• Provided entries:
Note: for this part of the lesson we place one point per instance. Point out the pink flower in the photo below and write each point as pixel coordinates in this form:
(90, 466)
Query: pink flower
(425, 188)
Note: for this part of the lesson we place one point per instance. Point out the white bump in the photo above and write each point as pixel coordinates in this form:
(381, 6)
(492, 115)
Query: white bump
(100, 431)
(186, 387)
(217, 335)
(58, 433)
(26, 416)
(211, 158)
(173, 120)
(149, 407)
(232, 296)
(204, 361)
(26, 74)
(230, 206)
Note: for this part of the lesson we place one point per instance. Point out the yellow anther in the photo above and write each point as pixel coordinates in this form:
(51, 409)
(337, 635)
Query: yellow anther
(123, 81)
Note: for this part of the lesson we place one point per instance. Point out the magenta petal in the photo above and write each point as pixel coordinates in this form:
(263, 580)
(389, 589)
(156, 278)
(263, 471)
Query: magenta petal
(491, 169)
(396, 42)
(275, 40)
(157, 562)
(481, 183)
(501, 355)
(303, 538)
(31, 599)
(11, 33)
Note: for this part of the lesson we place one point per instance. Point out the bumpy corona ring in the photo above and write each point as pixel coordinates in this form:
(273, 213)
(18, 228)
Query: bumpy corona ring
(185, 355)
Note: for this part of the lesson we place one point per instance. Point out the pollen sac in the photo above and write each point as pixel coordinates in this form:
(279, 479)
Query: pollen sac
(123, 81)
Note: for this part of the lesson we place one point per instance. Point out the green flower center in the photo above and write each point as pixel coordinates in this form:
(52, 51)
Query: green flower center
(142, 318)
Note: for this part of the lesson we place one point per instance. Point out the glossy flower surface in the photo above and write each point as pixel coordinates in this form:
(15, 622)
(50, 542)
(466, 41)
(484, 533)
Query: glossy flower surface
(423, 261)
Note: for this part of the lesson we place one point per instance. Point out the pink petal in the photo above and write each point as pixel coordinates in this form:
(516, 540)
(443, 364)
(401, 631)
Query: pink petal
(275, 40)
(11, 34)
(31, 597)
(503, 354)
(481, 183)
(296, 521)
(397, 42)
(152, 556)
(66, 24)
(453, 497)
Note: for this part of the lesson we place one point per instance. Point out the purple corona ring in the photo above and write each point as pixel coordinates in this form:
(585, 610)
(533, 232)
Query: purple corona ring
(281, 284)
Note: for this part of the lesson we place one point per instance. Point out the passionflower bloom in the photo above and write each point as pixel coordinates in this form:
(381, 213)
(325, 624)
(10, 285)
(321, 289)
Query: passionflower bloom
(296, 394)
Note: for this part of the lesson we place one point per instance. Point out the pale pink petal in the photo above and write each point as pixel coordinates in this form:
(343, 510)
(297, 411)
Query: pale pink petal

• Given task: Return every record, word for word.

• Full response:
Note: for this part of the lesson we place one point per instance. Point out the pink flower in the photo below and write each point as pixel coordinates in this form:
(90, 466)
Query: pink flower
(425, 188)
Note: for this part of the lesson we place one point per instance. Point out the white bump in the photo above and write each point as pixel coordinates in this form:
(381, 6)
(492, 115)
Query: white bump
(100, 431)
(186, 387)
(217, 335)
(58, 433)
(26, 416)
(211, 158)
(173, 120)
(149, 407)
(232, 296)
(204, 361)
(26, 74)
(230, 206)
Note: for this part of the lesson we place one point per instance. Point out the yellow anther in the photo above and write each point as pixel coordinates in this form:
(51, 409)
(337, 635)
Query: yellow anther
(123, 81)
Note: for this part of the lesson we place one point per instance. Point out the magenta petal in the photo above and write each point as pixel coordinates in this form:
(263, 580)
(389, 589)
(156, 278)
(263, 471)
Query: magenta petal
(491, 169)
(396, 42)
(275, 40)
(157, 562)
(481, 183)
(501, 355)
(303, 538)
(31, 599)
(11, 33)
Note: for this part of the lesson we place one point per instance. Point out the bumpy corona ring in the photo above and write each point as pixel coordinates in this form:
(273, 213)
(18, 228)
Query: bumpy corona ring
(185, 355)
Note: for this part of the lesson we place one point per instance. Point out the pollen sac in the photo above and write each point as pixel coordinates in this form:
(279, 479)
Query: pollen sac
(123, 81)
Note: for this part of the lesson we place one point per instance. Point out the green flower center in the photo above and write each point as pixel coordinates in this form:
(52, 51)
Query: green flower center
(142, 318)
Note: for this part of the lesson we place one point per instance. Point out the glossy flower surface in the photo above and write each point as pixel coordinates in this form:
(15, 622)
(50, 542)
(466, 41)
(484, 533)
Query: glossy flower surface
(423, 261)
Note: for this part of the lesson we place one point per instance. Point out the pink petal in the photo above and write each point as pixel coordinates in this form:
(516, 540)
(443, 364)
(401, 631)
Query: pink petal
(275, 40)
(11, 34)
(31, 597)
(503, 354)
(481, 183)
(296, 521)
(397, 42)
(152, 556)
(66, 24)
(453, 497)
Note: for this part of the lesson we place one point per instance. Point out the purple corona ring in the photo above and write each point as pixel coordinates in this form:
(585, 610)
(533, 232)
Query: purple corona ring
(281, 284)
Note: for this part of the lesson we place one point per instance. Point out the passionflower bloom in the photo above and write each point as pixel coordinates in this form:
(381, 213)
(325, 624)
(10, 285)
(321, 289)
Query: passionflower bloom
(296, 394)
Note: for this part of the lesson we place one point per instance. Point out the pale pink petal in the photo above and write each point as pixel coordinates in this form:
(343, 510)
(297, 411)
Query: pale pink petal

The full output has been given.